§ **Stated exercise**
Print verbatim the lines of the entries from the one containing "Would you be able to indicate the white shag" to the last, inclusive, and no others.

§ **Dataset records**

************

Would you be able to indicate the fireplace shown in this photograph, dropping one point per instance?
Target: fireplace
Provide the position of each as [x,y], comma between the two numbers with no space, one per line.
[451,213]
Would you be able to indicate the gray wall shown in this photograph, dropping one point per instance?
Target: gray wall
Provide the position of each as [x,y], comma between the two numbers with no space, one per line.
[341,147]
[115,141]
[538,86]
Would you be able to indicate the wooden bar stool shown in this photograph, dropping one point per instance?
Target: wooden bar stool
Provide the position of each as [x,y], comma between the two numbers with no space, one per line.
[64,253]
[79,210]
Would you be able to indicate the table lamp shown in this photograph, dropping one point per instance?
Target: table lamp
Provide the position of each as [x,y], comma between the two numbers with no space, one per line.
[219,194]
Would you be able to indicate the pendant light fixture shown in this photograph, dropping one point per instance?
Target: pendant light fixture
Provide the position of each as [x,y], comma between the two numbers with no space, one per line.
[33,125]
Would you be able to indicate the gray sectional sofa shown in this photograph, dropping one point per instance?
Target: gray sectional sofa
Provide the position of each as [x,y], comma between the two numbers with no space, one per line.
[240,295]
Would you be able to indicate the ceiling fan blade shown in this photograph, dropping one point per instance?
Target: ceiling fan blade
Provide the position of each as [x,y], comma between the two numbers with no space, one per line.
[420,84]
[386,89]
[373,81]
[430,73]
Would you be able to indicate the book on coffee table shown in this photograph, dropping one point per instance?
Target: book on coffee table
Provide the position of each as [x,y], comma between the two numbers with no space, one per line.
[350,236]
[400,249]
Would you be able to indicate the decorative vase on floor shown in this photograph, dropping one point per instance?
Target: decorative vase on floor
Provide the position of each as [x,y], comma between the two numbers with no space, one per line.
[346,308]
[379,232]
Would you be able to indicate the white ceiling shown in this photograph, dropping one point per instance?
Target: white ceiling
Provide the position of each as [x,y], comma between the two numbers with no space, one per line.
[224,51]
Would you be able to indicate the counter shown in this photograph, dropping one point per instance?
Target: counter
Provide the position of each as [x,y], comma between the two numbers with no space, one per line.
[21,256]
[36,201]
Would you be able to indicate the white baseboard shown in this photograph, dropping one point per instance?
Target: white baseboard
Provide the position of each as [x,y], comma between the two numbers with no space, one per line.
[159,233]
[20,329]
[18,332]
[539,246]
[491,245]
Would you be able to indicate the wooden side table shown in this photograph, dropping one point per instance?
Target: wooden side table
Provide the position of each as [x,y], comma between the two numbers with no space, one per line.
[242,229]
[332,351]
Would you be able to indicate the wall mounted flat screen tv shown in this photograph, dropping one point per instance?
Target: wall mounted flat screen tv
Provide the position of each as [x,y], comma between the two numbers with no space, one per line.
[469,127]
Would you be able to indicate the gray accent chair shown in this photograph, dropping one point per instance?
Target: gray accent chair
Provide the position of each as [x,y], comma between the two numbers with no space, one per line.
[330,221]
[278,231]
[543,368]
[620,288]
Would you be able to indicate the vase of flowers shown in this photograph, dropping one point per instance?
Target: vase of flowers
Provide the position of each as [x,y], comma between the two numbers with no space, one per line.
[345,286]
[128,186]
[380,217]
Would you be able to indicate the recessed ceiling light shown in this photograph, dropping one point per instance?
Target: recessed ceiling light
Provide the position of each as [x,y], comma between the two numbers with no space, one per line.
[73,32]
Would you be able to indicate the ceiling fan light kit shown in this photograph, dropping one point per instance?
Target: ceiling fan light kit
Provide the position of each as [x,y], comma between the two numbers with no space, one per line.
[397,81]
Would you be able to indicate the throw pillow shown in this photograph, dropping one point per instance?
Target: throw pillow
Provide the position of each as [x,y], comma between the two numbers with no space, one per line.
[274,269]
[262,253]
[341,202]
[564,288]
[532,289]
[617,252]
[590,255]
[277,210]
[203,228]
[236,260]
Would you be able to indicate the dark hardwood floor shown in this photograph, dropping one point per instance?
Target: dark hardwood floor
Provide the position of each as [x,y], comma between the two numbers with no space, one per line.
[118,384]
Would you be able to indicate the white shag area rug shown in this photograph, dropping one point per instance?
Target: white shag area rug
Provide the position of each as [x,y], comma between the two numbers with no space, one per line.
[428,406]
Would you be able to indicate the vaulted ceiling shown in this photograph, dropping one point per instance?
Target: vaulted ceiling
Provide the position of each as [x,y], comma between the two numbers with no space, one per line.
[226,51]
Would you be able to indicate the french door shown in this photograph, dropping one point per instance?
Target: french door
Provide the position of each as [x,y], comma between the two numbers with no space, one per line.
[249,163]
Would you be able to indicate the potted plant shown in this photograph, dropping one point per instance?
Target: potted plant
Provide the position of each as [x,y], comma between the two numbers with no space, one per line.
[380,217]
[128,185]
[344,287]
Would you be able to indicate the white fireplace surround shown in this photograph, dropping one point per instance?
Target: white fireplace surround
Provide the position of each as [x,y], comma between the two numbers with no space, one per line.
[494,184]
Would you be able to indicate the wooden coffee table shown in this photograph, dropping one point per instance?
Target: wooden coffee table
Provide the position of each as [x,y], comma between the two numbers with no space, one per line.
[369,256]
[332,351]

************

§ **Exercise output**
Would you be able to indicate the white shag area rug shown in this photograph, dropping one point per instance?
Target: white shag area rug
Provide the position of each as [x,y], comma between the two numbers with no space, one per line.
[428,406]
Would you be able to indicate the vaulted ceiling shown in this photograph, dropping one point per instance?
Target: vaulted ceiling
Provide the position of each as [x,y], comma between the two numbers with no space, one per line.
[226,51]
Would you be able to indicate the french door shown in this photograph, dropping one point per instance?
Target: french door
Provide the position of each as [x,y], comma between the two numbers with no space, one per line.
[249,163]
Would you be able to indicate the potted plant shown in this photograph, dropping one point per instance?
Target: potted plant
Provide the position of each as [x,y], comma between the two numbers with no space, one per line.
[380,217]
[128,185]
[344,287]
Would you be able to indicate the white fireplace surround shown in this photograph, dropping one point per instance?
Target: white fireplace surround
Provide the position of each as [x,y], comma between the two numbers with no space, one per line.
[494,184]
Would you be able to indicate the wooden coffee table shown in this photograph, dropping one point per instance?
Target: wooden coffee table
Provide the position of each as [x,y], comma between the two numbers with no space, one per line.
[369,256]
[332,351]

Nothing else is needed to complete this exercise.